[What is expected]
Transcribe every entry below line for line, with no changes.

Detection examples:

● ● ●

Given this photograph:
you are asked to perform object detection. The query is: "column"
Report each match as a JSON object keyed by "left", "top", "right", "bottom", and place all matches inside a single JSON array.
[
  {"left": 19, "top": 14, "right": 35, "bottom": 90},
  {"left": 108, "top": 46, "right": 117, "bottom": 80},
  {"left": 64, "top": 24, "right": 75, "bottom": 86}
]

● ● ●

[Task solution]
Given this photograph:
you are asked to perform object detection. The query is: "column"
Report each match as a JSON object keyed by "left", "top", "right", "bottom", and place all matches inside a single JSON array.
[
  {"left": 19, "top": 14, "right": 35, "bottom": 90},
  {"left": 108, "top": 46, "right": 117, "bottom": 80},
  {"left": 64, "top": 24, "right": 75, "bottom": 86}
]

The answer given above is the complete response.